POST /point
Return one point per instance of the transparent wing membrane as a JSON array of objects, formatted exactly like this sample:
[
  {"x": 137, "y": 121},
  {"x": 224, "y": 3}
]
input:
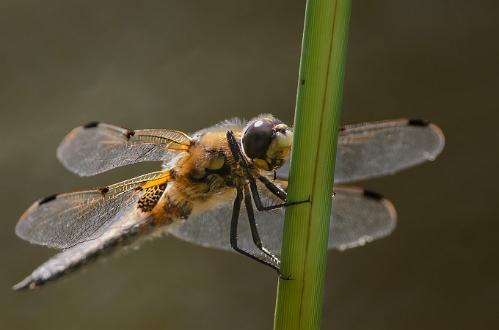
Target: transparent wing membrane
[
  {"x": 63, "y": 220},
  {"x": 98, "y": 147},
  {"x": 358, "y": 217},
  {"x": 375, "y": 149}
]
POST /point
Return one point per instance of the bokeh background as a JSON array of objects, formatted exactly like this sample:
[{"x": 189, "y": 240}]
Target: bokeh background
[{"x": 188, "y": 64}]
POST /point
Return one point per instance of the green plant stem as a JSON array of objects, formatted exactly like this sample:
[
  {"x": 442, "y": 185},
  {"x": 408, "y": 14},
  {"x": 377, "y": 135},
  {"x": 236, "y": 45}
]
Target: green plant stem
[{"x": 317, "y": 118}]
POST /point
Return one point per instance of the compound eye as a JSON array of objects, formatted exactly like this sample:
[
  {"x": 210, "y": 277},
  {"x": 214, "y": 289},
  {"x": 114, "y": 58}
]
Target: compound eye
[{"x": 257, "y": 138}]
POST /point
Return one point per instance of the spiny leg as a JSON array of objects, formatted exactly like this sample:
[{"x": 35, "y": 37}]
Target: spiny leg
[
  {"x": 275, "y": 189},
  {"x": 233, "y": 232},
  {"x": 254, "y": 230}
]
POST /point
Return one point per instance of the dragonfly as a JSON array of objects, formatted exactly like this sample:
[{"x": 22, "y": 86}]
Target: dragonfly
[{"x": 222, "y": 187}]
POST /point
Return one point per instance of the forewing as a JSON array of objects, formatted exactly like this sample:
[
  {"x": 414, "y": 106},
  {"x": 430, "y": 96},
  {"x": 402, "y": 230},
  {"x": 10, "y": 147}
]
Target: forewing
[
  {"x": 64, "y": 220},
  {"x": 357, "y": 217},
  {"x": 375, "y": 149},
  {"x": 98, "y": 147}
]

|---|

→ **Task**
Reproduce the line that contains "Return one point per instance of the forewing" and each line after it through the last line of the entries above, exactly; leave out all earlier lines.

→ **The answer**
Return one point per instance of the forewing as a JSON array of objects, formatted exactly like this sample:
[
  {"x": 414, "y": 106},
  {"x": 430, "y": 96},
  {"x": 402, "y": 230},
  {"x": 10, "y": 147}
]
Target: forewing
[
  {"x": 64, "y": 220},
  {"x": 357, "y": 217},
  {"x": 375, "y": 149},
  {"x": 98, "y": 147}
]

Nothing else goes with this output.